| WRITTEN TASK |
In the Equa-Flex thread, starting at "Don't forget to" and ending at "looks well made.", write the passage again, swapping "trailer" for "camper".

| DOCUMENT SECTION |
# Equa- Flex



## Rip (Jul 13, 2006)

The test drive tomorrow !!!!!!!!!!!!!!!!!!!!!!!!!


----------



## 4ME (Sep 11, 2006)

Don't forget to give full details!


----------



## battalionchief3 (Jun 27, 2006)

cool. Did you do the axle flip trick??? I think I read with the equi-flex the trailer would sit too low?? Am I correct? Oh, and let us know how it rides. I love the zerk fitting on the shackles and pivot, looks well made.


----------



## Rip (Jul 13, 2006)

No the 31RQS comes with the springs on top!!! Again no change in height, as you can see the unit is longer but they give you longer shackel plates !!! The zerk fitting and bronze bushing was a up-grade kit for $46.00 more well worth it to get rid of the plactic bushing ,you don't have to up-grade you can use your old bolts if you want !!


----------



## Doxie-Doglover-Too (Jan 25, 2007)

Zerk who what?







shackle? shackle plate? bronze bushing?







ohhh, I get it, it's a secret male Outback language!


----------



## schellshock (Aug 2, 2005)

Is there any current news on your first trip with the Equa-Flex?

Thanks, Jim


----------



## Rip (Jul 13, 2006)

| DATASET |
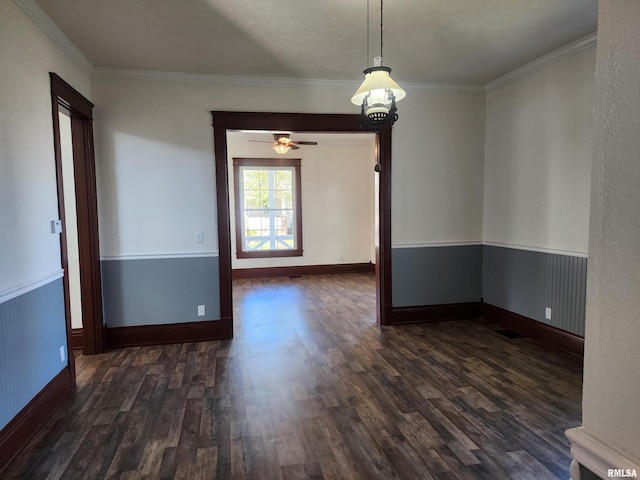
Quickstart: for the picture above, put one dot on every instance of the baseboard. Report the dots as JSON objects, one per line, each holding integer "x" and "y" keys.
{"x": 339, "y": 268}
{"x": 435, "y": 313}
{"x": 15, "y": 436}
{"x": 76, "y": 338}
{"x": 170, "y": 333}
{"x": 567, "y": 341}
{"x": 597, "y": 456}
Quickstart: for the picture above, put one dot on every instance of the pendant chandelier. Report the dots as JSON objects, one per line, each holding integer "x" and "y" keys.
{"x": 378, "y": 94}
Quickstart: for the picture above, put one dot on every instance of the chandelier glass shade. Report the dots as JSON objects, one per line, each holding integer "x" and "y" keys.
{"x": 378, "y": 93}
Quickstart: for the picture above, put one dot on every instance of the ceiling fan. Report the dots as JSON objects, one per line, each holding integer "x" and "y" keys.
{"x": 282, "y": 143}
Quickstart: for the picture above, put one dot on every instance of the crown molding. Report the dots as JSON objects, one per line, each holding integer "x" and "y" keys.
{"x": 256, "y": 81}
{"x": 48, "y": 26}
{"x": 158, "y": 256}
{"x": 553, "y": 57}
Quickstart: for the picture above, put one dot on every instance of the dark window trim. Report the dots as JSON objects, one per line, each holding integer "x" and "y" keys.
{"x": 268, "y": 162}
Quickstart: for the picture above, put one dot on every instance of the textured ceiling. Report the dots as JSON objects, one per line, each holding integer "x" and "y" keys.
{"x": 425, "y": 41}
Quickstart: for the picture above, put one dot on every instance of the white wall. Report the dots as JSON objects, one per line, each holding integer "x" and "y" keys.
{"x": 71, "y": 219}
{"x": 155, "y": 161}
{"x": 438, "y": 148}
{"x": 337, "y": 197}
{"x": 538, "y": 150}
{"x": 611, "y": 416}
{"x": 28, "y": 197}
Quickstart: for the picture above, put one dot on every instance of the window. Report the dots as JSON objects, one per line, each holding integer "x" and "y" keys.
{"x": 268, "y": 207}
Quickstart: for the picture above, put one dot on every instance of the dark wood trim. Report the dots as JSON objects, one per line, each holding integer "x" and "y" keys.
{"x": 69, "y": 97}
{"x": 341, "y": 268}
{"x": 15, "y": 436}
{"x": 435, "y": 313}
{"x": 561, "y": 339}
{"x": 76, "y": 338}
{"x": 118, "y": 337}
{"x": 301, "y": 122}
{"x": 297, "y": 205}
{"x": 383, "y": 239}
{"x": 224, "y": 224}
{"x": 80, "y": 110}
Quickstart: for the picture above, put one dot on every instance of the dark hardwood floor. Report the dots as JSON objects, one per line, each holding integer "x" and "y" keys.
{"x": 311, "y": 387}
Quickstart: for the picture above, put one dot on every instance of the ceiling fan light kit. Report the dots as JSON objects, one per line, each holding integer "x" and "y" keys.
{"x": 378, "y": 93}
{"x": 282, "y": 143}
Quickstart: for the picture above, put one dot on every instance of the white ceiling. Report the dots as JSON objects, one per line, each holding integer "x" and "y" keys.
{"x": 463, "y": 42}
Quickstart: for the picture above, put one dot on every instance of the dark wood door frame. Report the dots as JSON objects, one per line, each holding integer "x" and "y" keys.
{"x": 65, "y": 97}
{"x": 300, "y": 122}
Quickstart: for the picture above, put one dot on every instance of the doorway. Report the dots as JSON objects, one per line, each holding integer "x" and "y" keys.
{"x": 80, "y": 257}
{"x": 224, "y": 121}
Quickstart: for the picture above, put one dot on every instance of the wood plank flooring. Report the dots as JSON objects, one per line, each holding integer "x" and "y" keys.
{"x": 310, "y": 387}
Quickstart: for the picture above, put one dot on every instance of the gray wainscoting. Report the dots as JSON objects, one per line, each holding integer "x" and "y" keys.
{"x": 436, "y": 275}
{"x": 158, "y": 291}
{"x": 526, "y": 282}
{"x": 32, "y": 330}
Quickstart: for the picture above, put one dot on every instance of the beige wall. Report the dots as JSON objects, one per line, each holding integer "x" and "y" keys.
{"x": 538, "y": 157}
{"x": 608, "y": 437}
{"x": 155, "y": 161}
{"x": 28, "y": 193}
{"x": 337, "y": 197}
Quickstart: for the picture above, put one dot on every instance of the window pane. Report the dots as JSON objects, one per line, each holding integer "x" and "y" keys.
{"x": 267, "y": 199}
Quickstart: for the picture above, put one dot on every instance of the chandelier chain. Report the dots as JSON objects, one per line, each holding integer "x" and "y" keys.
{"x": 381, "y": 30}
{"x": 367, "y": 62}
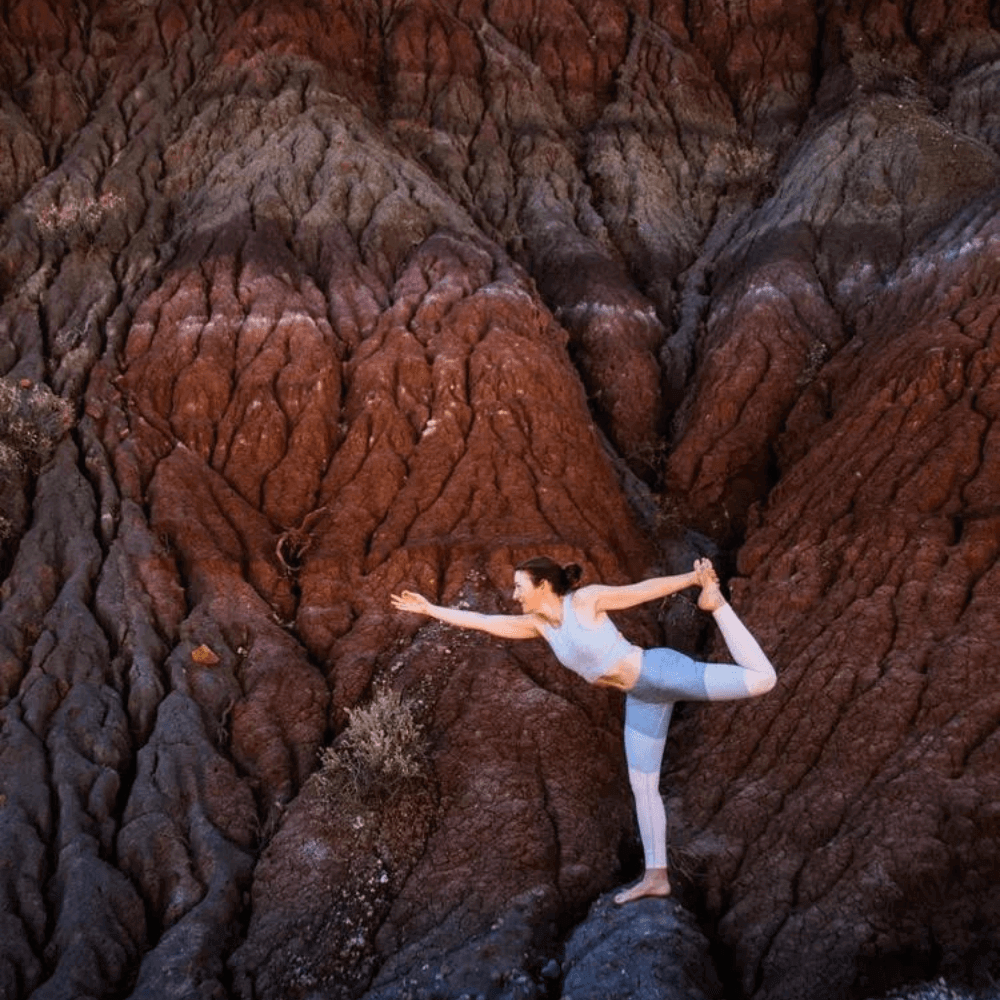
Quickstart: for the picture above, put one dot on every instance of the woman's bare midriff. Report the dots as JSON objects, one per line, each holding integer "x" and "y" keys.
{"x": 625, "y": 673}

| RESPONSE TO THE TASK |
Don't forget to give full details!


----------



## battalionchief3 (Jun 27, 2006)

cool. Did you do the axle flip trick??? I think I read with the equi-flex the camper would sit too low?? Am I correct? Oh, and let us know how it rides. I love the zerk fitting on the shackles and pivot, looks well made.